• [To do]
When you retype the data, keep every word exactly and include none of the pictures.

--- Material for this exercise ---

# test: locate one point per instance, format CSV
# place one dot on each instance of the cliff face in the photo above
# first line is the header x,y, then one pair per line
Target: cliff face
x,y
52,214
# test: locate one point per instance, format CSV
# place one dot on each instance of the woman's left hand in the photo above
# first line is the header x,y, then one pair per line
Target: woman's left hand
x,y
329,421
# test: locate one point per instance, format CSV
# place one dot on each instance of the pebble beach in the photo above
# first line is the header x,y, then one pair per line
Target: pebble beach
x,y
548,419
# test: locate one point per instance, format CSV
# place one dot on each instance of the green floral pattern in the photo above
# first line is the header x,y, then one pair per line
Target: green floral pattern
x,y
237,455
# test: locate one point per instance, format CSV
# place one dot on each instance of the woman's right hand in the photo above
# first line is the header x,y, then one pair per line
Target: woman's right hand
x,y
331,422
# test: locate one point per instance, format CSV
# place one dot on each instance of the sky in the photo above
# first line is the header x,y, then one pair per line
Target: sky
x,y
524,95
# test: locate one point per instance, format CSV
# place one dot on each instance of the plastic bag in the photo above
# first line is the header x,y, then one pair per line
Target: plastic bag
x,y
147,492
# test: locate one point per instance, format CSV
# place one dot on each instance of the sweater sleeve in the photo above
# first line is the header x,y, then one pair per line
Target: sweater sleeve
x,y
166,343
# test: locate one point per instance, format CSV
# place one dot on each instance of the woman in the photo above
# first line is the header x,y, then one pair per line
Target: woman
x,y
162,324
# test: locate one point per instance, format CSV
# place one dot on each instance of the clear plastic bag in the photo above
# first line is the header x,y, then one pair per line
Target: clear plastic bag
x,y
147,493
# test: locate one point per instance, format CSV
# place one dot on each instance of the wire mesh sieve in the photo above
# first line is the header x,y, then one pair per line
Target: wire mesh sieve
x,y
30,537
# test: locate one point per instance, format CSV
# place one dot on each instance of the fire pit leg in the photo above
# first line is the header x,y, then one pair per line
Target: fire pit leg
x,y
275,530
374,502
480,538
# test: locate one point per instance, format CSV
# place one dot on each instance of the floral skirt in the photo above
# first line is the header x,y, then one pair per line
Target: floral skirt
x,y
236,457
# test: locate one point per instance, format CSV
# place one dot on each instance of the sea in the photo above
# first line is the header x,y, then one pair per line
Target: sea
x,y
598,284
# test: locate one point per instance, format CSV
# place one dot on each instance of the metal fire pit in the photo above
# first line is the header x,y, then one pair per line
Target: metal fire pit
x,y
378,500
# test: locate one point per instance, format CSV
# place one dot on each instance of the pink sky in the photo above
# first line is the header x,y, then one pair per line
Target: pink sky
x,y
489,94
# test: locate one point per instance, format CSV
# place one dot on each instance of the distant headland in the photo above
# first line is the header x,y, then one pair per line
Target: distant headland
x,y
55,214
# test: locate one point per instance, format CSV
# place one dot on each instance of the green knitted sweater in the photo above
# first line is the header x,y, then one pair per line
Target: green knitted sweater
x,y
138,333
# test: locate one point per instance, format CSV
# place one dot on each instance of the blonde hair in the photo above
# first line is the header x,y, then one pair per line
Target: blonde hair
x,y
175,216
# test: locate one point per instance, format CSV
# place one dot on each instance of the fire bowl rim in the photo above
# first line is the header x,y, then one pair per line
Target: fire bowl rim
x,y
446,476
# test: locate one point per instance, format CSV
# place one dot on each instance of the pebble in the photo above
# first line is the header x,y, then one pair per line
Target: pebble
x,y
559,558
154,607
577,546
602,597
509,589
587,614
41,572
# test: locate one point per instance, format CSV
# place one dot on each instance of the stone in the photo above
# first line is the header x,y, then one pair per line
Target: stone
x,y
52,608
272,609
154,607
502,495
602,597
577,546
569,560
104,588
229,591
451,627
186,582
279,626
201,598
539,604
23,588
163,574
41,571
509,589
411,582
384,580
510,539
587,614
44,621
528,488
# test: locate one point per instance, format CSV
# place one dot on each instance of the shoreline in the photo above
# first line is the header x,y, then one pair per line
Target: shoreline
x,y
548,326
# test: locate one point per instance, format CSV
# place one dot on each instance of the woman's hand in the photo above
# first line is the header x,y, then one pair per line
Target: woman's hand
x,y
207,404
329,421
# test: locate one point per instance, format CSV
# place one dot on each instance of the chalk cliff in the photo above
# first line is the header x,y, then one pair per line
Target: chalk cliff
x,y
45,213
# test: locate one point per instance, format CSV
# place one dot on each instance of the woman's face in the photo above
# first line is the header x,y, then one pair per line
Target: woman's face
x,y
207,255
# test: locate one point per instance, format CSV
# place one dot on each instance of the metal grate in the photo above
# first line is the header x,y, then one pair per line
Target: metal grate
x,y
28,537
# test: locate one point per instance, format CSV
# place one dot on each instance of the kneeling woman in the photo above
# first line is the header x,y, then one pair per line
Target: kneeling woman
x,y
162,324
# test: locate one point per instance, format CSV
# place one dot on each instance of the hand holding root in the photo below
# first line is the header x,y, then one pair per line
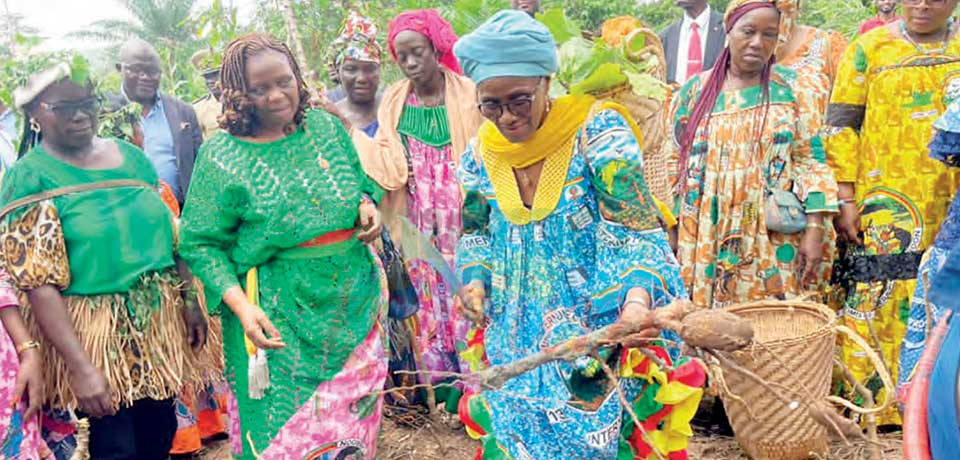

---

• [Answer to this exercise]
# test: locate one point per instance, format CSV
# place one dot on each instance of the cliff face in the photo above
# first line is the header x,y, then one pair per line
Target: cliff face
x,y
52,214
# test: locate one point per instance, format CSV
# place one dot on each instance of the woman's left hand in the photo above
# first line is the header x,y, then one pair per line
Target: woman's left hand
x,y
329,421
# test: locate one point per instance, format CSV
# place one dot on each instance of the pebble beach in the photo above
# first line is the header x,y, then one pair per line
Target: pebble beach
x,y
548,419
# test: locate one point per instance, format CSV
# place one dot on each instance of the green floral pattern in the photo above
# first line is the header x,y, then one pair per line
Target: green floral pattern
x,y
237,455
# test: locate one point per instance, format CSV
# place one dot on each instance of the woman's right hand in the photo above
# first line is the header x,y, then one pair per line
Target: woman's right hand
x,y
331,422
# test: locate one point per instance, format CSV
# place one dot on each instance of the sky in the photo above
# first line is the header x,y, then one pair per line
Target: sky
x,y
524,95
# test: locate one point per instance, format CSV
# place one dot on each instance of the plastic bag in the photo above
# first line is the header x,y, then one pair per line
Target: plastic bag
x,y
147,492
# test: locate one point per instance, format CSV
# place one dot on each instance of the sweater sleeve in the photo above
# first line is the header x,y, then one pair per line
Target: sweater sleeve
x,y
166,343
# test: locate one point per instance, format CSV
# place one dot on each instance of the woman in the photo above
# first line is the header x,y, then one pair per line
Target: woman
x,y
162,324
# test: locate one point per instance, format CSV
# place one dot on each instance of the clear plastic bag in the photo above
# first line is the header x,y, then one pair per line
Target: clear plastic bag
x,y
147,493
# test: locate one point per instance, format CSV
# place one dot on each instance of the wire mesh sieve in the photo above
# first line is the header x,y, then one pair per line
Target: wire mesh sieve
x,y
30,537
# test: locate one point per instance, format CSV
# place one dot on each instance of the fire pit leg in the photo above
# first line is the header x,y, then one pair per line
Target: fire pit leg
x,y
275,530
374,502
480,538
# test: locate one point per instance, format CSV
# place one dot on each instance of the floral skirt in the photo above
# first line is the header x,y, then one pair per line
Target: floral skirt
x,y
236,457
# test: locate one point per instance, format CSV
# place one dot on each instance of the sea in the photo above
# first line is the header x,y, then one pair per line
Target: sea
x,y
598,284
# test: locate one point per instance, format CSV
# place one dot on each instance of the metal fire pit in the photo above
# first line is the header x,y, then one pair per line
Target: metal fire pit
x,y
378,500
# test: locate one point per instance, format CSV
# place one dot on each instance of the pink sky in the photo above
# first line is the header x,y, then one pair per line
Target: pink sky
x,y
489,94
# test: locate one point per instance, format CSV
# place one dot on each instance of the distant headland in the photo above
# first line is the header x,y, then one pair per line
Target: distant headland
x,y
55,214
# test: locate one point per instance, format CSV
# place one dot on each instance of the green knitted sweater in the photo above
# first line is the header x,y, then one pair per line
Target: green knitted sweater
x,y
138,333
# test: locate one point per instance, format CSV
# place one dot on each instance of the blonde hair in the photo above
# first line is the header x,y, then one pair per line
Target: blonde hair
x,y
175,216
# test: locate one point per instance, format CSV
# place one dot on each instance of the fire bowl rim in the photo above
# first line is the header x,y, then one pair per line
Target: fire bowl rim
x,y
446,476
# test: locate one point per instance, format CSV
# place one dot on each instance of the pebble in the photo above
# first line is the header x,y, then one pair per line
Target: pebble
x,y
559,558
154,607
577,546
602,597
509,589
587,614
41,572
# test: locate one point per instance, format CSV
# place one dot on each instance of the stone in the photo above
# first line is the header x,y, then one pair per line
Target: stone
x,y
52,608
272,609
154,607
502,495
602,597
577,546
569,560
104,588
229,591
451,627
186,582
279,626
201,598
539,604
23,588
163,574
41,571
509,589
411,582
384,580
510,539
587,614
44,621
528,488
# test: locate one point per instance, format CSV
# place one dot on each instance of the shoreline in the photo above
# first line is the header x,y, then one pair per line
Target: shoreline
x,y
548,326
# test: locate one point per instance, format CSV
# place one dot on each instance of the woman's hand in the photo above
# first line is the header x,y, then one pair per line
Target: woman's hand
x,y
207,404
329,421
# test: locate one point per instance, format CSV
# place one dot on each instance of the chalk cliff in the photo above
# first line is the header x,y, then one pair per line
Target: chalk cliff
x,y
45,213
# test: locate one point per instance, format CSV
# place one dot on each instance of the woman's face in the photo above
# first line is the header x,y, then one pair per line
Target: woman's face
x,y
207,255
# test: locate one point per instance, format CSV
# place one dot on each instance of the metal grate in the photo above
# first line is the header x,y, then one pair per line
Target: metal grate
x,y
28,537
# test: locate one point per instance, format CSV
# place one dot on each instance of the kneeling woman in the photo above
# first line is the header x,y, then one pair per line
Target: kneeling woman
x,y
162,324
# test: locate one point per instance, format CSV
# place one dot on each instance of the hand holding root in the photo below
# first line is the header x,y, then one pair per line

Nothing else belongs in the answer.